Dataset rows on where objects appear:
%%

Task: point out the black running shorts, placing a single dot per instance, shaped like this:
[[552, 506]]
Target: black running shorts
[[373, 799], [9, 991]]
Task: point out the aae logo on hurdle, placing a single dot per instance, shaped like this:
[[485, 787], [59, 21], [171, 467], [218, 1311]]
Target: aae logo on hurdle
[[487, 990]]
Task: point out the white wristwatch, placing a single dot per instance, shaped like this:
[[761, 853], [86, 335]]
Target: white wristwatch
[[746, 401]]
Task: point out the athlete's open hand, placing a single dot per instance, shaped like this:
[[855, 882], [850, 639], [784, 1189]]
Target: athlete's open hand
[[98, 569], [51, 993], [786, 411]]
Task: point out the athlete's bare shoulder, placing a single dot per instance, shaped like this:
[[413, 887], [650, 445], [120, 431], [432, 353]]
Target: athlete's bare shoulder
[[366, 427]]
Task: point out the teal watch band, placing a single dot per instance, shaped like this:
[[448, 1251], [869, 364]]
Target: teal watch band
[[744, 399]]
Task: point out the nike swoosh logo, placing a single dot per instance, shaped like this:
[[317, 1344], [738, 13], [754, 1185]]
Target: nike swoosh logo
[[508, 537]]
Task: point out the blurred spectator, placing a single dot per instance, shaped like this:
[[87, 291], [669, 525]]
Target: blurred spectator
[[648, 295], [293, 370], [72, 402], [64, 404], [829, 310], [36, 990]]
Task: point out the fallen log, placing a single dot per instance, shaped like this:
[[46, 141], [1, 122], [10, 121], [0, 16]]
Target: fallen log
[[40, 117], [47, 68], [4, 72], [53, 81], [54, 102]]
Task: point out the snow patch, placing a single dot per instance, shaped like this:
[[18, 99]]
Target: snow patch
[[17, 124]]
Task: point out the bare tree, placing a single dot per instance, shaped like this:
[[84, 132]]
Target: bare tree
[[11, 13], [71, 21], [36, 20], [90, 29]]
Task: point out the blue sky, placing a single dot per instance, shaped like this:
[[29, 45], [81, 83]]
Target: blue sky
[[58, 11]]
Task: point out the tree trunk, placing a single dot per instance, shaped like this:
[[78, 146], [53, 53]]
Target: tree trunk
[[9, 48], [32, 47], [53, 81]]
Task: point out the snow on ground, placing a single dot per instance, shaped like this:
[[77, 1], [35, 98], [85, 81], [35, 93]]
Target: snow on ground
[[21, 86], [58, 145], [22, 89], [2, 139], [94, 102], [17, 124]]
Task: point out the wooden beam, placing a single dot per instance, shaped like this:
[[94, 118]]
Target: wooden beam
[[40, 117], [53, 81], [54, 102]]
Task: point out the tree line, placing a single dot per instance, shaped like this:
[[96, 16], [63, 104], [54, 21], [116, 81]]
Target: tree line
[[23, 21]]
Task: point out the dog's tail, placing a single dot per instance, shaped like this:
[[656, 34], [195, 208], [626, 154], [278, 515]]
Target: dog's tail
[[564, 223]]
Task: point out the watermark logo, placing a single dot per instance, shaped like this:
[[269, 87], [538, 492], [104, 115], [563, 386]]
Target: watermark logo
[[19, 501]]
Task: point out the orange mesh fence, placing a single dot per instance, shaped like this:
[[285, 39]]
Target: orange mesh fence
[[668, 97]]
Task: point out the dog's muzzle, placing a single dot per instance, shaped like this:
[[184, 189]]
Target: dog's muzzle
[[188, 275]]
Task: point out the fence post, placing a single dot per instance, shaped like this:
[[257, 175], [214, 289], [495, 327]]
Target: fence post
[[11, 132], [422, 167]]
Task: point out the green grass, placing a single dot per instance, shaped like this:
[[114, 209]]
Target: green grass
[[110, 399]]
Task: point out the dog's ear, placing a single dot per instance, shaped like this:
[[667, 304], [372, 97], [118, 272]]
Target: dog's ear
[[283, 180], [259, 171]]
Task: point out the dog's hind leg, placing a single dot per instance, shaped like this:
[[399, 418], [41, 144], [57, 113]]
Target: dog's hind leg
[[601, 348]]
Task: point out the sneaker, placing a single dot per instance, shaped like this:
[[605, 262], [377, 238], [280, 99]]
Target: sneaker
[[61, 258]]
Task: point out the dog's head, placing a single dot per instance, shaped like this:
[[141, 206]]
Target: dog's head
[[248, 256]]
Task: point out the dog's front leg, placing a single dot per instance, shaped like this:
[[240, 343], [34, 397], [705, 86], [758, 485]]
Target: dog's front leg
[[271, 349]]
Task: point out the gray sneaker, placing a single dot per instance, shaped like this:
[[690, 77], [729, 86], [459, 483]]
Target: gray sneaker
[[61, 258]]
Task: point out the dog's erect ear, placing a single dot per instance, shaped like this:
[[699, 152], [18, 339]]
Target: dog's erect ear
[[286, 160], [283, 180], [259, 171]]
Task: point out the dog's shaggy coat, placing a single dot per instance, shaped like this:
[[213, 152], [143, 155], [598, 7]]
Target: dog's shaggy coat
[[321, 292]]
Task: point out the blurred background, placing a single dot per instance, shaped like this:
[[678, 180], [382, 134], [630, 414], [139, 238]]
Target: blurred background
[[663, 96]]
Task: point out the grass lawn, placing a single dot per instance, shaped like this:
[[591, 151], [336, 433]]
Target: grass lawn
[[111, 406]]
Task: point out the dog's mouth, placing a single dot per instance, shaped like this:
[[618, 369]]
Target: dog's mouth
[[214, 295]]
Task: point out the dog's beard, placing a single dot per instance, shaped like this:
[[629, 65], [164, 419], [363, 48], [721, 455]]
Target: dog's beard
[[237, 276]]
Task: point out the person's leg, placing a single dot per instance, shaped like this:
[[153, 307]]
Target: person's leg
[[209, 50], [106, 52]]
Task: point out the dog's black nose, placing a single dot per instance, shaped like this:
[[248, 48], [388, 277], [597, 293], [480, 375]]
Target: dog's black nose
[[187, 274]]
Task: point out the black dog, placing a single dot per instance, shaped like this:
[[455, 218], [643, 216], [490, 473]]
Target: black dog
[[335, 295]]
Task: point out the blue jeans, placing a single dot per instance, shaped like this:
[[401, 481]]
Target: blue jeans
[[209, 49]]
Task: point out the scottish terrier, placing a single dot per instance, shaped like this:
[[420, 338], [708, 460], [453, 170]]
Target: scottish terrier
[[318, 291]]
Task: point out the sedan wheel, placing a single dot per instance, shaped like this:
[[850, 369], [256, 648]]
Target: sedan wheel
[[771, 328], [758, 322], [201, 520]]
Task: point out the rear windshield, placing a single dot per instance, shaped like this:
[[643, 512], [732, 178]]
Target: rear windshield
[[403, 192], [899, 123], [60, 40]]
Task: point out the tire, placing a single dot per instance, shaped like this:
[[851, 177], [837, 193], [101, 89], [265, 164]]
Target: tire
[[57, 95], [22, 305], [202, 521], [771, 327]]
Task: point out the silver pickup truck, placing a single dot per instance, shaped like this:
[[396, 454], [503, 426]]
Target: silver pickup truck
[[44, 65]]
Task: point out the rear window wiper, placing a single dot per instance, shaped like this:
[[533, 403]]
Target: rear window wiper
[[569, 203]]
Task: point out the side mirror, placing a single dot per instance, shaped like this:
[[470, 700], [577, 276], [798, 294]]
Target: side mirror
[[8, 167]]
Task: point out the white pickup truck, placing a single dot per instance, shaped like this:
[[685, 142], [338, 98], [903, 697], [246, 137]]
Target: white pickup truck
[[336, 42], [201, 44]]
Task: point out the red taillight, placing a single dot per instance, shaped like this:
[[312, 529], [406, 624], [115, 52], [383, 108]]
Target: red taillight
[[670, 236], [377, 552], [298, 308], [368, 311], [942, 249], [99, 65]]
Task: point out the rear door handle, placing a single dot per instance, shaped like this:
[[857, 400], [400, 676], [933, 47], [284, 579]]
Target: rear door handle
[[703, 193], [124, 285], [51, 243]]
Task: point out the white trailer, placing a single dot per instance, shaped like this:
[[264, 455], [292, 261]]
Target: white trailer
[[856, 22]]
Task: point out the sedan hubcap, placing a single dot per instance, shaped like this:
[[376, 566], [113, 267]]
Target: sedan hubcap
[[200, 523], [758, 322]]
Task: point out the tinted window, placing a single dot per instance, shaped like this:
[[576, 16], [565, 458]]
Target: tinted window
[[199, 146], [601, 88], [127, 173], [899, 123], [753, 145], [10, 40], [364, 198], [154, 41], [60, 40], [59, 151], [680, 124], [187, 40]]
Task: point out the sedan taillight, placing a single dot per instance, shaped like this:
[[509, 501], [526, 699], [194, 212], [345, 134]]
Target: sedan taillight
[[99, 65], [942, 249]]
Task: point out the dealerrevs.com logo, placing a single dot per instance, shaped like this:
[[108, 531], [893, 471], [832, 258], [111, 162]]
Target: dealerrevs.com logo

%%

• TASK STATEMENT
Reproduce word for word the part of the material that opens with the line containing "Task: point out the dog's beard, placing" and closes with the line containing "[[209, 50], [106, 52]]", including both of those lines.

• FINAL RESULT
Task: point out the dog's beard, placing a single dot per instance, shaped like this:
[[629, 65], [164, 419], [363, 48], [721, 455]]
Target: dog's beard
[[237, 276]]
Task: point out the person's leg, placing a single dot per instance, shaped like this:
[[153, 307]]
Target: person's leg
[[209, 50], [106, 52]]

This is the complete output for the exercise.